__Task__: Starting with the first of the lines below and ending with the line that contains "[290,5,427,435]", put each line into a JSON list as its own string, leaving out any blank lines.

[START Given entries]

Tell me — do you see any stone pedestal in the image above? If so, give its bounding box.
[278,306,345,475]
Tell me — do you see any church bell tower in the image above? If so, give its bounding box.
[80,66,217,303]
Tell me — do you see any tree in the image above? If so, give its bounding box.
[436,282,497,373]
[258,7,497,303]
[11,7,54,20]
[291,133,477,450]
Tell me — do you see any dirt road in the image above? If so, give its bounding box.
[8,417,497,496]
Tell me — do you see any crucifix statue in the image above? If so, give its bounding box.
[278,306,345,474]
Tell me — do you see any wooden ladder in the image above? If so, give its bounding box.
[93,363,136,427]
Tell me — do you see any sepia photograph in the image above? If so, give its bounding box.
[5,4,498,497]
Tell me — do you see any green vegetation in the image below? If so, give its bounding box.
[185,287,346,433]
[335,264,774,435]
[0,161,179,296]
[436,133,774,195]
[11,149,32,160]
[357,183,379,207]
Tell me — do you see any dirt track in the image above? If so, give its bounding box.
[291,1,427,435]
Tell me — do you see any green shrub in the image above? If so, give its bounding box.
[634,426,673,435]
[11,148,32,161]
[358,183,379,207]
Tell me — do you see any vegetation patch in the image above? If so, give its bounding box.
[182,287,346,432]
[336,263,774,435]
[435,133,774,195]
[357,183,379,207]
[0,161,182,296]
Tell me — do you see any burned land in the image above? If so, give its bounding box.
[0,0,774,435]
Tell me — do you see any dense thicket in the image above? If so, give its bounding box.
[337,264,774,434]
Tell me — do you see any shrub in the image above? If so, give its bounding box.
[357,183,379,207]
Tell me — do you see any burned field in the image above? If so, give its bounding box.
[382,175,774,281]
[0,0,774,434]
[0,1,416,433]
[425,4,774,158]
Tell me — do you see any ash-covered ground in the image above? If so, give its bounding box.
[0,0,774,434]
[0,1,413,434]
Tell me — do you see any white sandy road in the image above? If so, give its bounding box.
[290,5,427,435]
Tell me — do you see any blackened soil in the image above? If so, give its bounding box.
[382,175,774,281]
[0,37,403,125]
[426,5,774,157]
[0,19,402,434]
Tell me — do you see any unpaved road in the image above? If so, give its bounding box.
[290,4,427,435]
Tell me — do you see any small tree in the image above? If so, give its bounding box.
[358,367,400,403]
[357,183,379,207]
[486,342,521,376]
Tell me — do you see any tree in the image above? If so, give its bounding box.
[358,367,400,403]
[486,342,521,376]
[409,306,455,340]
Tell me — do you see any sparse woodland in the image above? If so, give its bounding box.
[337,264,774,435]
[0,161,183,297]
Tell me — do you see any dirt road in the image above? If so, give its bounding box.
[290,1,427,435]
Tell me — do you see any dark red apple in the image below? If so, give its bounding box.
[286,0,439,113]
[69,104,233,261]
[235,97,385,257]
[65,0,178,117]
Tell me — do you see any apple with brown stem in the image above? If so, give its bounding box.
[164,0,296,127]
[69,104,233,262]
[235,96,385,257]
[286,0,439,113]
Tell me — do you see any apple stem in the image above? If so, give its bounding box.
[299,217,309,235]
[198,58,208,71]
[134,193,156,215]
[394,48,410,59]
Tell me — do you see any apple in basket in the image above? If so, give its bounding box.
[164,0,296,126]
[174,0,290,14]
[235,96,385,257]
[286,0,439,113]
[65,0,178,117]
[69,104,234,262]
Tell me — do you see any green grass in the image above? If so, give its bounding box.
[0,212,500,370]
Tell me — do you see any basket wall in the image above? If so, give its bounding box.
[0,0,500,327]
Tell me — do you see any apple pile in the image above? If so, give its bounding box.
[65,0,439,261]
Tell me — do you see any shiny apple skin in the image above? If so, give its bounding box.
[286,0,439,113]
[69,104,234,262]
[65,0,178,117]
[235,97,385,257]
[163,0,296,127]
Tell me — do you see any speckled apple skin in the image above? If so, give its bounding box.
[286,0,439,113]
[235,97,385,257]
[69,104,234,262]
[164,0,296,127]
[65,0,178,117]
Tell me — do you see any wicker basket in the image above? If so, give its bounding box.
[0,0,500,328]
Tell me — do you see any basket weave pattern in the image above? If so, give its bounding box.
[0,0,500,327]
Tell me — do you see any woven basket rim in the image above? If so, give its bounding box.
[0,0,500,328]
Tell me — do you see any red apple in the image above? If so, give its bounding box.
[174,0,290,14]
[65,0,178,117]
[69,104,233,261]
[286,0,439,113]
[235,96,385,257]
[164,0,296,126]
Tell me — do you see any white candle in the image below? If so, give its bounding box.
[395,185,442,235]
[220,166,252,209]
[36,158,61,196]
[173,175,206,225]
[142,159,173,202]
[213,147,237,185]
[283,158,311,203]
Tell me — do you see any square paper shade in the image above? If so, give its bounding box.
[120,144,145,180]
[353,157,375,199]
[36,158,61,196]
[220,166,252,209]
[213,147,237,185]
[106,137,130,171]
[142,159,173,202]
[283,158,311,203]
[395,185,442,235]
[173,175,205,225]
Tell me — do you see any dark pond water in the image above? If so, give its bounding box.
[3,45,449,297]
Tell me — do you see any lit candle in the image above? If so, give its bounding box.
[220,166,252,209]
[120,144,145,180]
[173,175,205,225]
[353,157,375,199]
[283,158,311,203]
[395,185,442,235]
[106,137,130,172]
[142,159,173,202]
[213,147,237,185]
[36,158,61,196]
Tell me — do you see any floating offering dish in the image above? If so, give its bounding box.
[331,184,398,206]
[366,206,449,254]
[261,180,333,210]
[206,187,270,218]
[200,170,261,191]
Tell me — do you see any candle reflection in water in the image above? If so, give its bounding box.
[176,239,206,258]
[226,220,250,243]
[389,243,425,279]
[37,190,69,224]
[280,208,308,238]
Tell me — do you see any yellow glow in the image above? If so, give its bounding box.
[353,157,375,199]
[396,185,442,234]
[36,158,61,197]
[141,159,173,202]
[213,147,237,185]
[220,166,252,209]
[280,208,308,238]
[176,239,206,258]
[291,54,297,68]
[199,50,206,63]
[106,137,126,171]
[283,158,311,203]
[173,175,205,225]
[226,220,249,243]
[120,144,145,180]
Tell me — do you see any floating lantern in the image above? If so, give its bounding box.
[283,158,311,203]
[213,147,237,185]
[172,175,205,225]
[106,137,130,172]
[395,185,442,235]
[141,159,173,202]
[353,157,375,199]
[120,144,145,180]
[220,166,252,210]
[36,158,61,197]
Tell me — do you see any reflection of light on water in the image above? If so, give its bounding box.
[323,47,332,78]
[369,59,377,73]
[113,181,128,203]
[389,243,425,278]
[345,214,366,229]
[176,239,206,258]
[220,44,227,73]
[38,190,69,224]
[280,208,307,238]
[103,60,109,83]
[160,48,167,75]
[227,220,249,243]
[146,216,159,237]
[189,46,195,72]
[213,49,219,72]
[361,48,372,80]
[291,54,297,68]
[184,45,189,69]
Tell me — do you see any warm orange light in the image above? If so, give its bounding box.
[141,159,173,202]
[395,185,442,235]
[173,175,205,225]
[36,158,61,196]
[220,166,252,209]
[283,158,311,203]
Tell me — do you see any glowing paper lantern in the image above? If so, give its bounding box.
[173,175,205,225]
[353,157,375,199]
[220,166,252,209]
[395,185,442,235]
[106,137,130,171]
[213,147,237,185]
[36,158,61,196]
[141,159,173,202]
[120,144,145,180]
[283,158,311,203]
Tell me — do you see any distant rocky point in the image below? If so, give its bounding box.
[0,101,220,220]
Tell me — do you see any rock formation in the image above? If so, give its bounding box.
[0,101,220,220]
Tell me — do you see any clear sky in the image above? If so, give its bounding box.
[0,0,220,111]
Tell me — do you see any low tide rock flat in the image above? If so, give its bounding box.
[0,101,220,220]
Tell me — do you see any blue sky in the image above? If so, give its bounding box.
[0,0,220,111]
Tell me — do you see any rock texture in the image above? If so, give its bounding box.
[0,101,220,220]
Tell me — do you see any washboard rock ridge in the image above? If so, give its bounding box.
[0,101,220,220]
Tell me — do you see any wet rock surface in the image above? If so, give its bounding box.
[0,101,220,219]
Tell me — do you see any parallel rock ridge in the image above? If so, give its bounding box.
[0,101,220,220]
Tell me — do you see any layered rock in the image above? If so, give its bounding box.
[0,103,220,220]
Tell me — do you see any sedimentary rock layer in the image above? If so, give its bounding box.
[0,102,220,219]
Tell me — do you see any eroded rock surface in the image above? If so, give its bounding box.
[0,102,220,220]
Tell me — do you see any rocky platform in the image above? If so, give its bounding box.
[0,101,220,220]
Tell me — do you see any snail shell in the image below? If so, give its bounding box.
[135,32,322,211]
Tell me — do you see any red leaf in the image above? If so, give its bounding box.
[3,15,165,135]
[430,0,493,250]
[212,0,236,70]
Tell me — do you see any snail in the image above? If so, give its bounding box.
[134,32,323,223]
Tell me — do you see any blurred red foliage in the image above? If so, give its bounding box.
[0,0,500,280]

[END Given entries]

__Answer to this problem__:
[
  "Tell me — do you see any stone pedestal in the image above? If so, give its bounding box.",
  "[278,306,345,475]",
  "Tell me — do you see any church bell tower in the image above? If so, give its bounding box.",
  "[80,66,217,303]",
  "Tell me — do you see any tree in the image above? If so, give its bounding box.",
  "[436,282,497,373]",
  "[258,7,497,303]",
  "[11,7,54,20]",
  "[291,133,477,450]",
  "Tell me — do you see any dirt road in the image above? If so, give its bounding box.",
  "[8,417,497,496]",
  "Tell me — do you see any crucifix statue in the image above? If so, give its bounding box.",
  "[278,306,345,474]",
  "Tell me — do you see any wooden ladder in the image above? If so, give its bounding box.",
  "[93,363,136,427]",
  "Tell me — do you see any sepia photograph in the image above? If so, give its bounding box.",
  "[5,4,498,497]",
  "Tell me — do you see any green vegetation in the image below? If so, give its bounding box.",
  "[185,287,346,433]",
  "[335,264,774,435]",
  "[0,161,179,296]",
  "[436,133,774,195]",
  "[11,149,32,160]",
  "[357,183,379,207]",
  "Tell me — do you see any dirt track in the image above? If so, give its bounding box.",
  "[291,1,427,435]",
  "Tell me — do you see any green shrub in the image above? If so, give its bounding box.",
  "[634,426,673,435]",
  "[11,148,32,161]",
  "[358,183,379,207]",
  "Tell me — do you see any vegetation patch in the image above? If so, give its bounding box.",
  "[182,287,346,432]",
  "[336,263,774,435]",
  "[435,133,774,195]",
  "[357,183,379,207]",
  "[0,161,182,296]",
  "Tell me — do you see any burned land in the image above? If so, give its bounding box.",
  "[0,0,774,435]",
  "Tell me — do you see any dense thicket in the image above? If so, give its bounding box.",
  "[337,264,774,434]",
  "Tell me — do you see any shrub in the image above? If so, give its bounding box.",
  "[357,183,379,207]",
  "Tell me — do you see any burned field in the image above? If so, give its bounding box.",
  "[382,175,774,281]",
  "[0,0,774,434]",
  "[0,1,416,433]",
  "[425,4,774,158]",
  "Tell me — do you see any ash-covered ground in the image above? If so, give its bounding box.",
  "[0,0,774,434]",
  "[0,1,413,434]",
  "Tell me — do you see any white sandy road in the image above? If so, give its bounding box.",
  "[290,5,427,435]"
]